Return every line of the data below that contains the word "wooden", matching its case exactly.
+ + + +
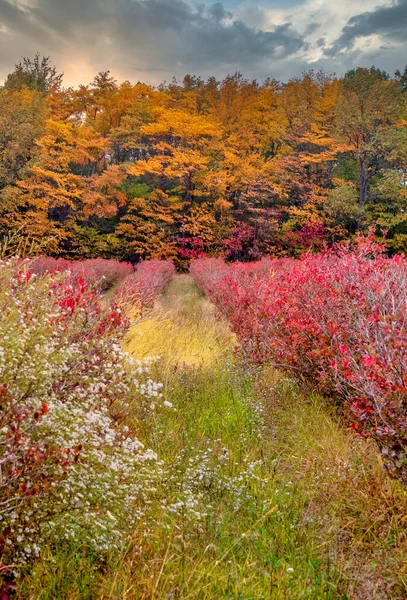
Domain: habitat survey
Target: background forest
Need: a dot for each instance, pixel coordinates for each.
(233, 167)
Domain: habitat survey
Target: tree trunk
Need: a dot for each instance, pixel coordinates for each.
(363, 182)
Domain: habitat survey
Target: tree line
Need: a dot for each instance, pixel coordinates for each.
(235, 167)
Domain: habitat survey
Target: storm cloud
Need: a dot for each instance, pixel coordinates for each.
(388, 22)
(153, 40)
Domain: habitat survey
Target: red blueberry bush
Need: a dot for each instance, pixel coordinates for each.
(100, 273)
(148, 281)
(69, 471)
(338, 320)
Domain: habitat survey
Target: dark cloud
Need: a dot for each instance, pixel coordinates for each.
(389, 21)
(158, 37)
(133, 33)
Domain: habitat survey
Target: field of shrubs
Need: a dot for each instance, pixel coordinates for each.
(214, 477)
(67, 464)
(336, 320)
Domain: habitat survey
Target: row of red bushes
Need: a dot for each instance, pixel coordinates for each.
(336, 319)
(146, 283)
(100, 273)
(141, 284)
(62, 376)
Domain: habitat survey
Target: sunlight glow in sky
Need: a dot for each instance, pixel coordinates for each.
(153, 40)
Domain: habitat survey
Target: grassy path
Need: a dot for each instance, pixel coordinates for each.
(287, 505)
(266, 496)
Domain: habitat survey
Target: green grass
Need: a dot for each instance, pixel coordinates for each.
(316, 518)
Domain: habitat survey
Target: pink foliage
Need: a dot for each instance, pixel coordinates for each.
(337, 320)
(99, 273)
(147, 282)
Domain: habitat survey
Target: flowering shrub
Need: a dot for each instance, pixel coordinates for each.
(337, 320)
(100, 273)
(68, 469)
(149, 280)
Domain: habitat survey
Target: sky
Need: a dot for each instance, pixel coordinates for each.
(154, 40)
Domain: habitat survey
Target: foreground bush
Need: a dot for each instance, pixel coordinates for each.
(68, 470)
(100, 273)
(337, 320)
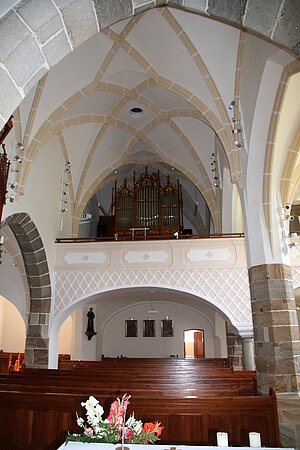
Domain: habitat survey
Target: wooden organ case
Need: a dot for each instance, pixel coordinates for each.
(149, 208)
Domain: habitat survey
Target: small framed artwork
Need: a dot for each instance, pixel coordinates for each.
(131, 328)
(149, 328)
(167, 328)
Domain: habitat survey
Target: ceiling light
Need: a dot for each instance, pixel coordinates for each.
(231, 104)
(136, 111)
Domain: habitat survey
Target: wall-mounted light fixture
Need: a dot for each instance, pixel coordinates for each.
(20, 146)
(231, 104)
(237, 143)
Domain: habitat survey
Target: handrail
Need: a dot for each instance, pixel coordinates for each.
(150, 238)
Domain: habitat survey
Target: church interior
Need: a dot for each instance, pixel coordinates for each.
(150, 207)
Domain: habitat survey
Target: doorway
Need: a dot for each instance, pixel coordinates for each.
(193, 343)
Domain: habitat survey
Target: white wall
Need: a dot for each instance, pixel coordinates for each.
(65, 336)
(115, 343)
(111, 341)
(12, 328)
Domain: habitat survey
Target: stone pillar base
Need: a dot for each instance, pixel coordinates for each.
(288, 406)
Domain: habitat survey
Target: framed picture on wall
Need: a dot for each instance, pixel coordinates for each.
(167, 327)
(131, 328)
(149, 328)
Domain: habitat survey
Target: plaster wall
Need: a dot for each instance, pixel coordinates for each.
(41, 196)
(12, 328)
(11, 285)
(115, 343)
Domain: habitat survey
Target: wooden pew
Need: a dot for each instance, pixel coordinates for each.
(192, 401)
(43, 420)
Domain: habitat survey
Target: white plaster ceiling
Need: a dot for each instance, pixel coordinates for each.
(179, 68)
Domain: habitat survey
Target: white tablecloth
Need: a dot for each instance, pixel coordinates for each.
(81, 446)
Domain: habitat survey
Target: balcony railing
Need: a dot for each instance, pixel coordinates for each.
(117, 238)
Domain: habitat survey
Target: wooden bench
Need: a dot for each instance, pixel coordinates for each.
(41, 421)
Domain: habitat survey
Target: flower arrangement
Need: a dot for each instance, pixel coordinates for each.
(115, 428)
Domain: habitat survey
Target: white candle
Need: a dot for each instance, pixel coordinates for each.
(222, 439)
(254, 439)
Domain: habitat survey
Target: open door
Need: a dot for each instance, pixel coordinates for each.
(194, 344)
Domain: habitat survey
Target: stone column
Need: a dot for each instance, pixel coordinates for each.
(276, 333)
(248, 353)
(234, 347)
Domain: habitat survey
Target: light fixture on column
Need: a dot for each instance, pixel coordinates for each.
(231, 104)
(237, 143)
(20, 146)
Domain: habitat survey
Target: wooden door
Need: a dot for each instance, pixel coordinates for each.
(198, 344)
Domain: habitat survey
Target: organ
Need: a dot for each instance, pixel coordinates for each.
(148, 207)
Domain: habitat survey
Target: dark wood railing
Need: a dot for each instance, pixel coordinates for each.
(148, 238)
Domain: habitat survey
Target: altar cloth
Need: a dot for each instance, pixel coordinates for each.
(83, 446)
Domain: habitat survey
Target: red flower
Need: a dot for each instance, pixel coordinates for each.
(159, 430)
(149, 427)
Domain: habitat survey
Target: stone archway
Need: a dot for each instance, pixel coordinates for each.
(49, 31)
(36, 266)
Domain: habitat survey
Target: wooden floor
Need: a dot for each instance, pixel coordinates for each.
(192, 399)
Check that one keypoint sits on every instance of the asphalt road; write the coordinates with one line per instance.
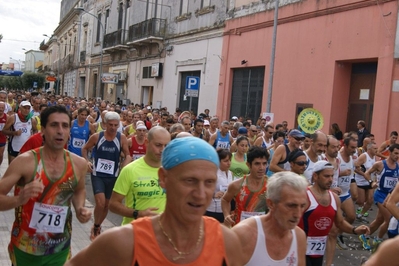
+ + + +
• RESULT OF THIS TASK:
Target: wooden organ case
Target: wooden pew
Target: wooden bench
Target: wooden door
Target: wooden floor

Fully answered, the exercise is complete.